▶ Assignment: Find the lines of the records in which the word "steel" appears and report how many there are, as a number alone.

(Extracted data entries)

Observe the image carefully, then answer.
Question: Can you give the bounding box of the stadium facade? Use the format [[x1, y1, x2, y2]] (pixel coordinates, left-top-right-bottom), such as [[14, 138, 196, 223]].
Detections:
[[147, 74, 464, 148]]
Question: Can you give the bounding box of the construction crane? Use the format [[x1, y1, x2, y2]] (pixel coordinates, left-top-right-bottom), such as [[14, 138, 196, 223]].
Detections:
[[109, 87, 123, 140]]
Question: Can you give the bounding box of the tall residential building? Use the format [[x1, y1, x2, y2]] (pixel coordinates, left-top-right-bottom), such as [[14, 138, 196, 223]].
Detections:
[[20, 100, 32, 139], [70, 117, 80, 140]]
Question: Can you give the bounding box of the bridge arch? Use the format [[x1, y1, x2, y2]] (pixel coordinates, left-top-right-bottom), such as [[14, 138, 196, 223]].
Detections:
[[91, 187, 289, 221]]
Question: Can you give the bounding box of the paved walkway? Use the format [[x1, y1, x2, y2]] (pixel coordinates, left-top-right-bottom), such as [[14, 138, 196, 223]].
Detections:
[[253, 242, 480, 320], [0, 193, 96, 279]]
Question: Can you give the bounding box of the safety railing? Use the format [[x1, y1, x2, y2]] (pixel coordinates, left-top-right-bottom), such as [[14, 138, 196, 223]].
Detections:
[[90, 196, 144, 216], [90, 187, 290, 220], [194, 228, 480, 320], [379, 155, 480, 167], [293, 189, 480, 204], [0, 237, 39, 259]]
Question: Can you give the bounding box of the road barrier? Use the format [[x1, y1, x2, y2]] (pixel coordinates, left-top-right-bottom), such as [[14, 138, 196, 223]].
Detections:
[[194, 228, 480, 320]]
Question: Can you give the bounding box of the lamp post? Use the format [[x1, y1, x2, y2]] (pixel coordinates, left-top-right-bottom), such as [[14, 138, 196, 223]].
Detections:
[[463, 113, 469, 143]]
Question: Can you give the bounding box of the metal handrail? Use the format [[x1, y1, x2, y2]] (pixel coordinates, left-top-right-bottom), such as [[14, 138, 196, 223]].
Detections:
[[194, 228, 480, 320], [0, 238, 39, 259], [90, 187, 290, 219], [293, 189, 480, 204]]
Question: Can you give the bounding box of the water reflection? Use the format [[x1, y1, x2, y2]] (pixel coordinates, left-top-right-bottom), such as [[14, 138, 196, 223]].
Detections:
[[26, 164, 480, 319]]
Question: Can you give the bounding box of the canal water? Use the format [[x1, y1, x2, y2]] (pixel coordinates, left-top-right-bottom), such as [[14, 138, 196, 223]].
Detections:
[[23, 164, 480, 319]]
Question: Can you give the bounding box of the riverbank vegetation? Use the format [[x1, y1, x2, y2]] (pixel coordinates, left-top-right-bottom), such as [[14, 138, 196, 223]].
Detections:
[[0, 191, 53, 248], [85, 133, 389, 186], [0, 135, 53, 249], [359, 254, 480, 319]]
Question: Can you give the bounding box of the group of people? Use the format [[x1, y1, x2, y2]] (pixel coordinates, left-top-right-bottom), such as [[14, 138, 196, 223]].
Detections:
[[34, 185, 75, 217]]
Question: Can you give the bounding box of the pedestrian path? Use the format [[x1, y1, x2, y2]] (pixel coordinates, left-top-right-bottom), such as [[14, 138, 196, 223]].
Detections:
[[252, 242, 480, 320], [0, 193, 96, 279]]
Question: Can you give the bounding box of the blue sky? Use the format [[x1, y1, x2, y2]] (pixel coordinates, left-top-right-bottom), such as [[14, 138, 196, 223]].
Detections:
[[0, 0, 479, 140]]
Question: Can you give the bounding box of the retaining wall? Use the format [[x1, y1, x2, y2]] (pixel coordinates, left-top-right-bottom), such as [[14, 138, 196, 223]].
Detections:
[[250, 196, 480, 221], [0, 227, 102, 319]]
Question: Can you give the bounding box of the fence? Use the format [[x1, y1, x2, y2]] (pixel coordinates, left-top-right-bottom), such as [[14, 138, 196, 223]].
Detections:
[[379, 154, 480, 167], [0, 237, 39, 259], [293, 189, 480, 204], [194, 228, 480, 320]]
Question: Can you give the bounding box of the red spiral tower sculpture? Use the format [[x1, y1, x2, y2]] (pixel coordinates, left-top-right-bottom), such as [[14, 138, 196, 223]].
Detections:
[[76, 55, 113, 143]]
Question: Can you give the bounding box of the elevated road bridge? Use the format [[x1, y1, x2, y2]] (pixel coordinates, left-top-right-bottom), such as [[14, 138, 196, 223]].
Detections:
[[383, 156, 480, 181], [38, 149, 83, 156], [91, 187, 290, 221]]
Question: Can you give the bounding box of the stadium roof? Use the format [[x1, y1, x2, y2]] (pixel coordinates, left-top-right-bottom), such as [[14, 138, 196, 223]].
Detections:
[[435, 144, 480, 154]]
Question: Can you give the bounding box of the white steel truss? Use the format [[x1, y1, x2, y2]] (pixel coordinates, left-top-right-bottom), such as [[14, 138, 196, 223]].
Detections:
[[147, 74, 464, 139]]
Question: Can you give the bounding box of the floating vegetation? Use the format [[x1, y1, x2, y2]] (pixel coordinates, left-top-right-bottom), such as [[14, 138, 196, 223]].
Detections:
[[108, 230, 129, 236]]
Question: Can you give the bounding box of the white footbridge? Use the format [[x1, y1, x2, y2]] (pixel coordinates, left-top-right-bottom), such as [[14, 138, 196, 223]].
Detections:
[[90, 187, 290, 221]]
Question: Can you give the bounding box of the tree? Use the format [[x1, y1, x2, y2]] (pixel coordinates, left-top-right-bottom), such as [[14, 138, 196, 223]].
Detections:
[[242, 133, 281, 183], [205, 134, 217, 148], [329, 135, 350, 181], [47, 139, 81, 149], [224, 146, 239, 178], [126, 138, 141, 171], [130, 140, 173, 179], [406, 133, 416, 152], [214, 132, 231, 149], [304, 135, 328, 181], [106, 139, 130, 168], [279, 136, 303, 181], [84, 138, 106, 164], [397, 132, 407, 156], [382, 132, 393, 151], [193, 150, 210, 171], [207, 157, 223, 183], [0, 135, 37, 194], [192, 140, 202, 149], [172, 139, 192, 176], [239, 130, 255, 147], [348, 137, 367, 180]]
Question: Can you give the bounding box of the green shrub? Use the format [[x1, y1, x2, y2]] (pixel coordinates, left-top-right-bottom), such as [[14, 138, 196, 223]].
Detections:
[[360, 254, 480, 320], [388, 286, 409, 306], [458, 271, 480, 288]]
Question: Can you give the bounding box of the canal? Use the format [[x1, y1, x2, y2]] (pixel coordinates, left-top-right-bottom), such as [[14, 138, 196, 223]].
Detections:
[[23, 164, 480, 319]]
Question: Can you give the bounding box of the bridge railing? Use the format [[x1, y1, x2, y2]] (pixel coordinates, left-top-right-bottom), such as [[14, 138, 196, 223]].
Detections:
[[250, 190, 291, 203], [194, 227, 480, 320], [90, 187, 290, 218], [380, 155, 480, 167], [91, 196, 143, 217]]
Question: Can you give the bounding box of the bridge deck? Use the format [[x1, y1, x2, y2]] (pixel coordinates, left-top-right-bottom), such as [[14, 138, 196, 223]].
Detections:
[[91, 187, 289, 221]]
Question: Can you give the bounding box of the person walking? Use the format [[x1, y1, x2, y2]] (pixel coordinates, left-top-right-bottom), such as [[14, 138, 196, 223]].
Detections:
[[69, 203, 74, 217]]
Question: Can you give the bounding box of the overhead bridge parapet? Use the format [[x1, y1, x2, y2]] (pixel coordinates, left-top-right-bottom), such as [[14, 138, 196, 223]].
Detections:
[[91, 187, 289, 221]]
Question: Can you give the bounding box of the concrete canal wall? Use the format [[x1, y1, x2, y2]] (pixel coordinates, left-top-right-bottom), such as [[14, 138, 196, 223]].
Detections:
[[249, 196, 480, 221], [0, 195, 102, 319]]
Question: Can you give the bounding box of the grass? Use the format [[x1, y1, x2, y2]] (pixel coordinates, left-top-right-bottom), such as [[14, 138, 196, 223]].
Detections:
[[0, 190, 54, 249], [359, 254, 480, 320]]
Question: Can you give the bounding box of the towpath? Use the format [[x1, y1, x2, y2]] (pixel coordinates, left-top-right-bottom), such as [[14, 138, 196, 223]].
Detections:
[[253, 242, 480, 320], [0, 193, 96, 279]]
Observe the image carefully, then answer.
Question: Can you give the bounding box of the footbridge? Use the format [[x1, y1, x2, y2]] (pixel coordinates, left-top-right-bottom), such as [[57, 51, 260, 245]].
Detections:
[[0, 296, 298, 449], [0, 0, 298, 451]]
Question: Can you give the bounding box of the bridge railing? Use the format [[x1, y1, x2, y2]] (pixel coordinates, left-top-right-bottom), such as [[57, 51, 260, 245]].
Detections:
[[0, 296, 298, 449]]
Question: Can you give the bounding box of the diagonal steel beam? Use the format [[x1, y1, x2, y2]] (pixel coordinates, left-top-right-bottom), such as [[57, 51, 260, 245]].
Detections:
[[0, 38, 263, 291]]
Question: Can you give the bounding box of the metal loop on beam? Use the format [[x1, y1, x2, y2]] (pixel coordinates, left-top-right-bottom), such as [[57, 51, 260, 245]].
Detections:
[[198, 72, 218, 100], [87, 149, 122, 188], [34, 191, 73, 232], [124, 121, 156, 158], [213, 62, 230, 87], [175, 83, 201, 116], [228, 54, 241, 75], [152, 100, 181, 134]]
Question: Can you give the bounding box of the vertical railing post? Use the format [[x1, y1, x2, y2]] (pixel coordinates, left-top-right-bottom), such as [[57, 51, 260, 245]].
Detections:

▶ Response: 2